INPUT RECORDS Start Marker

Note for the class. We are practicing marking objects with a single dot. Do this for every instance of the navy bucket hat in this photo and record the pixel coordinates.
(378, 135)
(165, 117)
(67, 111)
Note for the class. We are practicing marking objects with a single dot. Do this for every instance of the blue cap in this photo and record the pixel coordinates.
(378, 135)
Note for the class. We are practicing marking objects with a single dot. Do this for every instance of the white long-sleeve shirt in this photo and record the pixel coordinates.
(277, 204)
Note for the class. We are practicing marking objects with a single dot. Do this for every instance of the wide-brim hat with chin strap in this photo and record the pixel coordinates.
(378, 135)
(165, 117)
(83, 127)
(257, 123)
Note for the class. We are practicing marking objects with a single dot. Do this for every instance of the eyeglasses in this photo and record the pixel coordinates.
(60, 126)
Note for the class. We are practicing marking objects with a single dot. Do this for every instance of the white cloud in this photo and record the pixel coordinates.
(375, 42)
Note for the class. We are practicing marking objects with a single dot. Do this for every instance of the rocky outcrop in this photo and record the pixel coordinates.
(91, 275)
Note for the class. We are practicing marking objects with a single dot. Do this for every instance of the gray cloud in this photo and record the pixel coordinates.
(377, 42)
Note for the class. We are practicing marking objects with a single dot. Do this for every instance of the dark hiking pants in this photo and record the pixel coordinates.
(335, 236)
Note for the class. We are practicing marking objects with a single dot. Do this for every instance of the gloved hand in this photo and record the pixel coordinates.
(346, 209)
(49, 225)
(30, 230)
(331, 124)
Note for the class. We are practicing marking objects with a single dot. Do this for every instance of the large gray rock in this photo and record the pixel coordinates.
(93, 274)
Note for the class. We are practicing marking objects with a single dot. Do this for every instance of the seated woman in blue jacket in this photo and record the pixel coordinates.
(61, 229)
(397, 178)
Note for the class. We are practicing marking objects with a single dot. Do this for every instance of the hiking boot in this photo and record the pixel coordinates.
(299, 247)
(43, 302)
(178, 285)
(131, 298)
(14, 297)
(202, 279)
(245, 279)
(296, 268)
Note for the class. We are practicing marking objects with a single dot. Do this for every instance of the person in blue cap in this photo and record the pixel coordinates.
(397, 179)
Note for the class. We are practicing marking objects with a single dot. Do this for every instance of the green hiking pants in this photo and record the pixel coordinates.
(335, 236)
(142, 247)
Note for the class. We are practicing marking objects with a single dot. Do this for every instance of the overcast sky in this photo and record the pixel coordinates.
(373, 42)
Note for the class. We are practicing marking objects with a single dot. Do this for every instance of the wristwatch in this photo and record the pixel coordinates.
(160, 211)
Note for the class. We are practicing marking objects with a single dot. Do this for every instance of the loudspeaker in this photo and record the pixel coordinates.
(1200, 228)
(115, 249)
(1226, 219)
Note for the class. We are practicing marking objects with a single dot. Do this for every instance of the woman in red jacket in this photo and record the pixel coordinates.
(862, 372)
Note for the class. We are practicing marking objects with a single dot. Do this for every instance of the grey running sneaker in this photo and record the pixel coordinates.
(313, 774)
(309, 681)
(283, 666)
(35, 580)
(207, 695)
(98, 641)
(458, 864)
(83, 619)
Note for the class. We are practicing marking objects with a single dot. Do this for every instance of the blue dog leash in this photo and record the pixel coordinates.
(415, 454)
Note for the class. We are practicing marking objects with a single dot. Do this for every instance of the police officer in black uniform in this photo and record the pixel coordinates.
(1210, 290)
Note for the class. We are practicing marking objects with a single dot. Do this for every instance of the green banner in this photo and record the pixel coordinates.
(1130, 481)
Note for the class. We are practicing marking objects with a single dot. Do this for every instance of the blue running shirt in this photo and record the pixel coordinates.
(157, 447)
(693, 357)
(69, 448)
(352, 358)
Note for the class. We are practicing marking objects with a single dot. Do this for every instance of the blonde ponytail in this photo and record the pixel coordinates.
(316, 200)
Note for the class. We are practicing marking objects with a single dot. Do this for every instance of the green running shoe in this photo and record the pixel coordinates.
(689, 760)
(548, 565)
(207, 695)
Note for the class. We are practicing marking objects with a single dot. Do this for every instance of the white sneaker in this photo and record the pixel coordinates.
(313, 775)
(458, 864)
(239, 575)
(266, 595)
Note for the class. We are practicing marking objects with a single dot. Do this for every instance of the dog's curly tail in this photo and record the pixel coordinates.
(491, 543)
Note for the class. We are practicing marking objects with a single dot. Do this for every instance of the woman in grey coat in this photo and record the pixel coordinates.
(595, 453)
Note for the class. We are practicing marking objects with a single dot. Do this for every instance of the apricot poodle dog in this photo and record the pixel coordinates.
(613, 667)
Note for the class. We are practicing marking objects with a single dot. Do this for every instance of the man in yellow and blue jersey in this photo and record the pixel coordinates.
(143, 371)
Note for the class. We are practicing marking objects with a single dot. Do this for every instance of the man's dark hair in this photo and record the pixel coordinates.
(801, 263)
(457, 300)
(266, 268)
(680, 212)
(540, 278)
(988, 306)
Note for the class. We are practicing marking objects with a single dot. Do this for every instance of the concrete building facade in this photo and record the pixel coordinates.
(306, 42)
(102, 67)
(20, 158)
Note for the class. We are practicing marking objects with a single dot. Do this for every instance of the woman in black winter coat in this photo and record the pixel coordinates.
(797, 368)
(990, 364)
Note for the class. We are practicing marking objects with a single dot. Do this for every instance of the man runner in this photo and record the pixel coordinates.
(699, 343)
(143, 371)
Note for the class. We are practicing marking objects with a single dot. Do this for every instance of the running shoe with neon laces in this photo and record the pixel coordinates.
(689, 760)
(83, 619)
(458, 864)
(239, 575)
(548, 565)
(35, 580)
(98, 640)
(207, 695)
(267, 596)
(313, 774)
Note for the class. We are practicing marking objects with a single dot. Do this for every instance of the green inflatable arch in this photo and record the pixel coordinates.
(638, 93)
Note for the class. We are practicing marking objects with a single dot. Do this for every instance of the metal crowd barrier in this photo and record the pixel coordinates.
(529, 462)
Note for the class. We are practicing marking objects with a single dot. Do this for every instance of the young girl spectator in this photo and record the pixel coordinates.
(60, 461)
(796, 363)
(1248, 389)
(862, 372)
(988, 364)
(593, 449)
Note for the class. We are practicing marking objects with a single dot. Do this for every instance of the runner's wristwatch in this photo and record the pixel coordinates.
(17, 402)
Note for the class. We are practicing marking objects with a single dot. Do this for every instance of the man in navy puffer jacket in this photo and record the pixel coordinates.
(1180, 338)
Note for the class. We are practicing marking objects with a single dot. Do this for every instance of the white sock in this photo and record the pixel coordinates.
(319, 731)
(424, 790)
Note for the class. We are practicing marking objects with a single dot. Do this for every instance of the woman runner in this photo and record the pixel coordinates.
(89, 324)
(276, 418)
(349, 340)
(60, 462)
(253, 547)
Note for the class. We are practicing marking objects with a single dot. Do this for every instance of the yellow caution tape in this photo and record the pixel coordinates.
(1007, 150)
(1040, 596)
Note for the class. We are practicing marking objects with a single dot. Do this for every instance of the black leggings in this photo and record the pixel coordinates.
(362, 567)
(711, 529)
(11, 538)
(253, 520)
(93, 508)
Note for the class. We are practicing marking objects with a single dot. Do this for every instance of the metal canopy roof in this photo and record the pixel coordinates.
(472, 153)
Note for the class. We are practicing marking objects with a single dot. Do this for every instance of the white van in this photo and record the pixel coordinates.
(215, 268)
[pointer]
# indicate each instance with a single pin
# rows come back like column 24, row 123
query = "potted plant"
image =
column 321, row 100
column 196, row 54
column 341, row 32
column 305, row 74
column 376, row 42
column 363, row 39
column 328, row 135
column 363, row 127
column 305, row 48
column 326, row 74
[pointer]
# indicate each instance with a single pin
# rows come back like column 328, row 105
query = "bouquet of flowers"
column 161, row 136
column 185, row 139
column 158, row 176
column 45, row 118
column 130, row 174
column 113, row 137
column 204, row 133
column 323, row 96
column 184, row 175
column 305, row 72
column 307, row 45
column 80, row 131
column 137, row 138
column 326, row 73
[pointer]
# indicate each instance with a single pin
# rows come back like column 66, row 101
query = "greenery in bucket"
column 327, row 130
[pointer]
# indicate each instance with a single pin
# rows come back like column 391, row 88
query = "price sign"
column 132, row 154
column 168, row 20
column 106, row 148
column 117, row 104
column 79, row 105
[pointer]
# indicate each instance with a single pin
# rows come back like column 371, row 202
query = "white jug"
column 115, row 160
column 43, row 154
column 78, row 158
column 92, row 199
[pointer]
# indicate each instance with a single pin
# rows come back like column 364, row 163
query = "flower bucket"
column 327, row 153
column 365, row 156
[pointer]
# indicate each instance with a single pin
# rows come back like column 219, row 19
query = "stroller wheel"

INPUT RECORDS End Marker

Which lines of the data hold the string "back"? Return each of them.

# rows come back like column 24, row 123
# rows come back like column 328, row 105
# rows come back like column 66, row 101
# rows come back like column 391, row 88
# rows come back like column 371, row 202
# rows come back like column 364, row 163
# rows come back like column 219, row 19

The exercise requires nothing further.